_Required task_
Return the material below in full and exactly.

_Dataset entries_
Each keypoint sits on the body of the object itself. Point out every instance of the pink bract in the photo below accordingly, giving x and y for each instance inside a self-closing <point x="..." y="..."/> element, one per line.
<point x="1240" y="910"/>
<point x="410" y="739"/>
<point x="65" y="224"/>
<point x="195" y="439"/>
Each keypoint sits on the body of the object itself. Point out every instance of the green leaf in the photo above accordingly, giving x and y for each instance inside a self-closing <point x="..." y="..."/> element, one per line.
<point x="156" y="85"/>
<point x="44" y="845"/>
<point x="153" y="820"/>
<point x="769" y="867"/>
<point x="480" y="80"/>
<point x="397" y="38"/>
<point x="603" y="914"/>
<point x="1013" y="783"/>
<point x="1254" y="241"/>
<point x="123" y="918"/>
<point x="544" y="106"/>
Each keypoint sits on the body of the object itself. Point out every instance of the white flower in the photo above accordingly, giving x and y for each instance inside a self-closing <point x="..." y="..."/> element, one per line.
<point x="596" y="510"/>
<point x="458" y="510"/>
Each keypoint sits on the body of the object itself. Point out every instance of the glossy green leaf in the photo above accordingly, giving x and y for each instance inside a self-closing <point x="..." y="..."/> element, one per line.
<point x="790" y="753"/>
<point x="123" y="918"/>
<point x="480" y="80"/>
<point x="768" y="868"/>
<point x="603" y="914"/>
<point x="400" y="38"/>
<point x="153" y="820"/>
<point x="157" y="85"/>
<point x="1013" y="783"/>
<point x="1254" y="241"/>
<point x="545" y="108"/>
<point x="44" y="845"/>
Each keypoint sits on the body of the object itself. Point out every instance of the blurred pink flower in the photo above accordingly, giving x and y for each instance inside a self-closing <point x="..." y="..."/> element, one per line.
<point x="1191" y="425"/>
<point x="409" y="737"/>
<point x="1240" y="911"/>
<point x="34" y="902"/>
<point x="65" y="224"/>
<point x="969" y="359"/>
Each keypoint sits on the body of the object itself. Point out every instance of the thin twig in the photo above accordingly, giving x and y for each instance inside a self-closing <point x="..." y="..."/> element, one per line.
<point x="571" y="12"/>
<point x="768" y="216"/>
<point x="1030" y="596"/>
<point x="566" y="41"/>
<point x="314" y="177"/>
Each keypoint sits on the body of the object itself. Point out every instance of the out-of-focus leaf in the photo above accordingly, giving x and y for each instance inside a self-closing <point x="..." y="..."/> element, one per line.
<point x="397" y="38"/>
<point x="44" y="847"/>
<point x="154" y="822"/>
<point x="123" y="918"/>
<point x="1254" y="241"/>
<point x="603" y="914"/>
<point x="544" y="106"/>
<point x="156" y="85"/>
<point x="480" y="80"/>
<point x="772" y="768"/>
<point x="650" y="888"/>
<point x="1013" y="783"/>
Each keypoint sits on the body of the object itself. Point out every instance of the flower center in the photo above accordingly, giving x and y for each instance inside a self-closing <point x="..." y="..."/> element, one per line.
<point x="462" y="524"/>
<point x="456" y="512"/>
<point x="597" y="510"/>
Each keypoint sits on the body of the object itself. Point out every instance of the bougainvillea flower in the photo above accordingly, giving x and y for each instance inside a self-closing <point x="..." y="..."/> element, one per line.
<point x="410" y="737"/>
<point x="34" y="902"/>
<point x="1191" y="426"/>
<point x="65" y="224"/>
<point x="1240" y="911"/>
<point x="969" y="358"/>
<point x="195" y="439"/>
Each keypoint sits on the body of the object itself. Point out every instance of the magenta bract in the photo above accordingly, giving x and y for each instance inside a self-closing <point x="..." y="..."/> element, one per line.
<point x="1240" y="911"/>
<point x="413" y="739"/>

_Reply to the task_
Each keypoint sits on the body of the object itself. Point out every instance of the pink bract in the photo below accordingly, giving x and y for each instance inside a self-closing <point x="..." y="..."/> element, one per line.
<point x="1240" y="910"/>
<point x="410" y="739"/>
<point x="65" y="224"/>
<point x="195" y="439"/>
Each keypoint sits on the body of the object itself. Point out every instance of the green leaf in the photo above accordingly, giving x and y for each instance inside a self-closing <point x="..." y="..."/> element, one per line.
<point x="156" y="85"/>
<point x="44" y="845"/>
<point x="153" y="820"/>
<point x="769" y="867"/>
<point x="480" y="80"/>
<point x="397" y="38"/>
<point x="603" y="914"/>
<point x="1013" y="783"/>
<point x="1254" y="241"/>
<point x="123" y="918"/>
<point x="544" y="106"/>
Each keypoint sits on the body of the object itself. Point out every instance of the white flower in the photo above accordingly, giving x and y for each instance inside a self-closing <point x="..." y="..."/> element, one per line.
<point x="596" y="510"/>
<point x="458" y="510"/>
Each keypoint sits on the body of the object itself. Point out every instance of the glossy green leaf in the photo above accordingly, giving x and y for each instance inside a self-closing <point x="..." y="..."/> element, one per line.
<point x="790" y="753"/>
<point x="123" y="918"/>
<point x="480" y="80"/>
<point x="768" y="868"/>
<point x="603" y="914"/>
<point x="400" y="38"/>
<point x="153" y="820"/>
<point x="157" y="85"/>
<point x="1013" y="783"/>
<point x="1254" y="241"/>
<point x="545" y="108"/>
<point x="44" y="845"/>
Each keypoint sits on the body of the object itself. Point out every instance of the blurred pink flower in the photo above accordingly, giving x and y for each instance inside a self-closing <point x="..." y="..."/> element, one per line.
<point x="1191" y="425"/>
<point x="409" y="737"/>
<point x="1240" y="911"/>
<point x="34" y="902"/>
<point x="65" y="224"/>
<point x="969" y="359"/>
Each keypoint sits on the body of the object itself. Point out every instance of the thin twig in the photo above accordingly, giving x and y for each instance inside a self-closing <point x="..." y="..."/> element, one per line.
<point x="571" y="12"/>
<point x="768" y="216"/>
<point x="1030" y="596"/>
<point x="566" y="41"/>
<point x="314" y="177"/>
Each keypoint sits on the body of the object itself. Point out every instance of the out-of-focus leaf in the photo above accordingly, giving x and y for each instance inside a self-closing <point x="..." y="..."/> element, one per line.
<point x="397" y="38"/>
<point x="44" y="847"/>
<point x="154" y="822"/>
<point x="123" y="918"/>
<point x="1254" y="241"/>
<point x="603" y="914"/>
<point x="544" y="106"/>
<point x="156" y="85"/>
<point x="480" y="80"/>
<point x="772" y="768"/>
<point x="650" y="888"/>
<point x="1013" y="783"/>
Each keypoint sits on the body of the object itself. Point out every instance of the flower center in the photo above accordingly, giving x and y for each instance inside a self-closing <point x="..." y="..."/> element, one per line.
<point x="462" y="524"/>
<point x="456" y="512"/>
<point x="597" y="510"/>
Each keypoint sits on the body of the object itself. Point out every instance of the bougainvillea flower in the photo above accordingly, giving x and y for each instance inside a self-closing <point x="..." y="..."/> element, one per line.
<point x="410" y="737"/>
<point x="34" y="902"/>
<point x="1191" y="426"/>
<point x="65" y="224"/>
<point x="1240" y="911"/>
<point x="969" y="358"/>
<point x="195" y="439"/>
Each keypoint sits on the body of the object itself. Point out every instance of the magenta bract in the photo above accordingly, giving x and y for each instance inside a self-closing <point x="..." y="..."/> element, one per line.
<point x="1240" y="911"/>
<point x="413" y="739"/>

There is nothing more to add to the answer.